* TASK: Present the listing from its first line through the line containing "positive clicks: (567, 475) (614, 478)" as a numbered list, leaving out blank lines.

+++ SOURCE MATERIAL +++

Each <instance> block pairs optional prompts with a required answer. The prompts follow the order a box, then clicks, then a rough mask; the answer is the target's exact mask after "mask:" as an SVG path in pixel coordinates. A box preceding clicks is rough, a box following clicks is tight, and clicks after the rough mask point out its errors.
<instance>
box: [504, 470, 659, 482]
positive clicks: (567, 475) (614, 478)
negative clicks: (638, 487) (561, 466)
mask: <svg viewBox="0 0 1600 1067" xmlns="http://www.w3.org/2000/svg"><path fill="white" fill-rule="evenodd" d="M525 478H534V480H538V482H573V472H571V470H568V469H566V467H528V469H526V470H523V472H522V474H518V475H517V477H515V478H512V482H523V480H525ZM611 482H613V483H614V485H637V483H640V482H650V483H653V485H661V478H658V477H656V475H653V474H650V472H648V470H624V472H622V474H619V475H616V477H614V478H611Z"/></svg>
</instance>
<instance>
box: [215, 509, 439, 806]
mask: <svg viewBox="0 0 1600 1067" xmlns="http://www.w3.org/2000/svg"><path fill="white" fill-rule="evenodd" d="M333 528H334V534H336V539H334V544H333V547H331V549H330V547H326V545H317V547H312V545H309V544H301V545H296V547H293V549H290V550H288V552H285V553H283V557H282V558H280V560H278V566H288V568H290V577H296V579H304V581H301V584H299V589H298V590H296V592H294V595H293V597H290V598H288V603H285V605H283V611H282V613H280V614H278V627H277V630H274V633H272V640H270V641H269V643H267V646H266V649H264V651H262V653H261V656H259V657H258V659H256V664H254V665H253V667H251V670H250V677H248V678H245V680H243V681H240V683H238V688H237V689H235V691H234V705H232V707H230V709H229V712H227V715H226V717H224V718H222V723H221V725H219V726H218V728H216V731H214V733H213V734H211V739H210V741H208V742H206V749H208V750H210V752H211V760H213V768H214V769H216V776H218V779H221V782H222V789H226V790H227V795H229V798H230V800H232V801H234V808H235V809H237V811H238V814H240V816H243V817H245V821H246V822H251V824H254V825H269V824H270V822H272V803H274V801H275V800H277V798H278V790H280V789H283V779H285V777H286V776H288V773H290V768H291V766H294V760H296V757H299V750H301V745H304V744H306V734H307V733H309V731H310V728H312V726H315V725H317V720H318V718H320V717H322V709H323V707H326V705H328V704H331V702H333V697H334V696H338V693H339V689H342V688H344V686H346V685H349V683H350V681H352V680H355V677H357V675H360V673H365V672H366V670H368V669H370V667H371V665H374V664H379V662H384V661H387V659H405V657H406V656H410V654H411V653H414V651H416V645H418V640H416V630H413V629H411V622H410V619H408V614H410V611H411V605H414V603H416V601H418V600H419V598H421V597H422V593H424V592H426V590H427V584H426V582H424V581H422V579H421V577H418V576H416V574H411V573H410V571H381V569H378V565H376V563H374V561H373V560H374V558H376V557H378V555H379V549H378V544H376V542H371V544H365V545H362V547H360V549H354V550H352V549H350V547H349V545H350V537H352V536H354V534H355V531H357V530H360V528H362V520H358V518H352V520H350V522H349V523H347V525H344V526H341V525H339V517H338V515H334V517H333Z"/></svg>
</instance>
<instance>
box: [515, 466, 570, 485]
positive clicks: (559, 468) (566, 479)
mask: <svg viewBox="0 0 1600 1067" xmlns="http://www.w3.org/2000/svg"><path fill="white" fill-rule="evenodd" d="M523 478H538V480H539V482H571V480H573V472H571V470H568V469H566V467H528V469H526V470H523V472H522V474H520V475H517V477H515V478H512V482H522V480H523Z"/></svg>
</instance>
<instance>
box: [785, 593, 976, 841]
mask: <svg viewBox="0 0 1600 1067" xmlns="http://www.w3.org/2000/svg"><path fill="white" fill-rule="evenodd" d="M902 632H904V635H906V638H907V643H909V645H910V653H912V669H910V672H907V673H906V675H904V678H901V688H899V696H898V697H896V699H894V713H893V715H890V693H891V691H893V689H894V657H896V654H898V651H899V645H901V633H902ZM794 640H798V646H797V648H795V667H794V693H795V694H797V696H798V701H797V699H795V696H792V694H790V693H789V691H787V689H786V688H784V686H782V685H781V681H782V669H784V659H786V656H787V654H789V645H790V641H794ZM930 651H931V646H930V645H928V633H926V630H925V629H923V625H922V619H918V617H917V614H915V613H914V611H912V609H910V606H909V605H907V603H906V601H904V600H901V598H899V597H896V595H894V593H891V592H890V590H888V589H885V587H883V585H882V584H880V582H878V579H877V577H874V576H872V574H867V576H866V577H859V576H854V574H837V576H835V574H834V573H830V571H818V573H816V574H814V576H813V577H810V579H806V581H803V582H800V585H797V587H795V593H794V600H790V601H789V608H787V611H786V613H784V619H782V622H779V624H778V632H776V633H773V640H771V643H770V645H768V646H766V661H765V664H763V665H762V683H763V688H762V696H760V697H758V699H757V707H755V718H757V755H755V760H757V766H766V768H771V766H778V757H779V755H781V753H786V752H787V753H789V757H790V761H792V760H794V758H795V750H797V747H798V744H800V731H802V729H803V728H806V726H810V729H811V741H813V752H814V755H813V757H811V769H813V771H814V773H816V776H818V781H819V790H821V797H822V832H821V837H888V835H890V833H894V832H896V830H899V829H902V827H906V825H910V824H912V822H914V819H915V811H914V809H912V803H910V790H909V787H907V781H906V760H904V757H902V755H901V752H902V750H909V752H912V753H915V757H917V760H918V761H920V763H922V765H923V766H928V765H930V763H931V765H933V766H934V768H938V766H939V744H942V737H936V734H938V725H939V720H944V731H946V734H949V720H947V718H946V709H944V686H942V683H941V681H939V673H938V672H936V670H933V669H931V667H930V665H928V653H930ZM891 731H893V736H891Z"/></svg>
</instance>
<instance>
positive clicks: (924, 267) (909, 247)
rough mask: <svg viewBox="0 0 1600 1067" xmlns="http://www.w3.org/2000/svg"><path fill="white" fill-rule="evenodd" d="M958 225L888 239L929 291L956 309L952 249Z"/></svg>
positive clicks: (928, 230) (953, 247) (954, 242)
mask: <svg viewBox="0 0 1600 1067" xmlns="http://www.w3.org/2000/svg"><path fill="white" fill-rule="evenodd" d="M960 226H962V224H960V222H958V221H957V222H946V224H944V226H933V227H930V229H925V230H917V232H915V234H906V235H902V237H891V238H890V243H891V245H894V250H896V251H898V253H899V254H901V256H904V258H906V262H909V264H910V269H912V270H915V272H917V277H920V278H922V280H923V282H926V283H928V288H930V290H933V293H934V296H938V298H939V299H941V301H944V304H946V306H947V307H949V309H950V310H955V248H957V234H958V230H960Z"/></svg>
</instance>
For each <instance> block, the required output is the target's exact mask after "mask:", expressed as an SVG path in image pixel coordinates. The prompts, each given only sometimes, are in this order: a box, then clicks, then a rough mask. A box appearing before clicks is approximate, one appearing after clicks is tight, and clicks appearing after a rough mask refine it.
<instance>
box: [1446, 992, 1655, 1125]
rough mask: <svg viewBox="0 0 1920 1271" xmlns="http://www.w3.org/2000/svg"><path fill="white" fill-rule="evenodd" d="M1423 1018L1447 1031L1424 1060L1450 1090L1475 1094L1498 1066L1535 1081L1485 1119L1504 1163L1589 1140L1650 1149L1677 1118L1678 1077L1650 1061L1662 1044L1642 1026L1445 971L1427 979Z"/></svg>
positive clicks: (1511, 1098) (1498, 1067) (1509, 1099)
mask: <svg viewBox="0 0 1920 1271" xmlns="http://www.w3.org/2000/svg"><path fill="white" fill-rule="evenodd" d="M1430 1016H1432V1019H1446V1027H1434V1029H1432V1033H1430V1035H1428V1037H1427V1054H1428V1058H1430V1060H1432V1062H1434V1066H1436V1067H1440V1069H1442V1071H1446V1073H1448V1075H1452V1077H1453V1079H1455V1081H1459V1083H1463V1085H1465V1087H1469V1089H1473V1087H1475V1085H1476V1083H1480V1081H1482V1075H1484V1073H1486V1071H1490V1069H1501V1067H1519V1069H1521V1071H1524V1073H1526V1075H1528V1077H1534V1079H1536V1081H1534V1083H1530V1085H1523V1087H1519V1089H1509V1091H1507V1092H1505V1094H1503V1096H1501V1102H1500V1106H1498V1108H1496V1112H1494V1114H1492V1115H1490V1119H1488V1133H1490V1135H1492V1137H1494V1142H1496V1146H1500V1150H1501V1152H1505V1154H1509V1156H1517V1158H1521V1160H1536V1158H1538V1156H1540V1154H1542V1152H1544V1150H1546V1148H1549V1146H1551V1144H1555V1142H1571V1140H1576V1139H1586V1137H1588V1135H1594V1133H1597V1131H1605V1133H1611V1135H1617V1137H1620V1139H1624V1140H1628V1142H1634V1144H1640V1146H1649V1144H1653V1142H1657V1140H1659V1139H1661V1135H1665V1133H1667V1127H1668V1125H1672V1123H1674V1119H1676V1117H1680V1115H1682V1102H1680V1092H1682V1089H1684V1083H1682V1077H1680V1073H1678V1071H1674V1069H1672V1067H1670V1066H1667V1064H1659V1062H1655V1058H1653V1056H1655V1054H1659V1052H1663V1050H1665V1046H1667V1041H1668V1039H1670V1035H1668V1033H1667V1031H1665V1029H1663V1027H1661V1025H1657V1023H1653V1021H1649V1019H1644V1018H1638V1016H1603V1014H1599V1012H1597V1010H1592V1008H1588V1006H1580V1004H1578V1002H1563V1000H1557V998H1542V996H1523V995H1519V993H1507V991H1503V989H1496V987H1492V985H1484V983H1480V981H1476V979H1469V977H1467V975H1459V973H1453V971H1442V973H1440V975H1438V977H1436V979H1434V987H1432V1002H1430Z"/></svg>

+++

* OUTPUT:
1. Each <instance> block pairs optional prompts with a required answer. The prompts follow the order a box, then clicks, then a rough mask; the answer is the target's exact mask after "mask:" as an SVG path in pixel coordinates. A box preceding clicks is rough, a box following clicks is tight, and clicks after the rough mask point out its errors.
2. <instance>
3. box: [504, 470, 659, 482]
4. positive clicks: (567, 475) (614, 478)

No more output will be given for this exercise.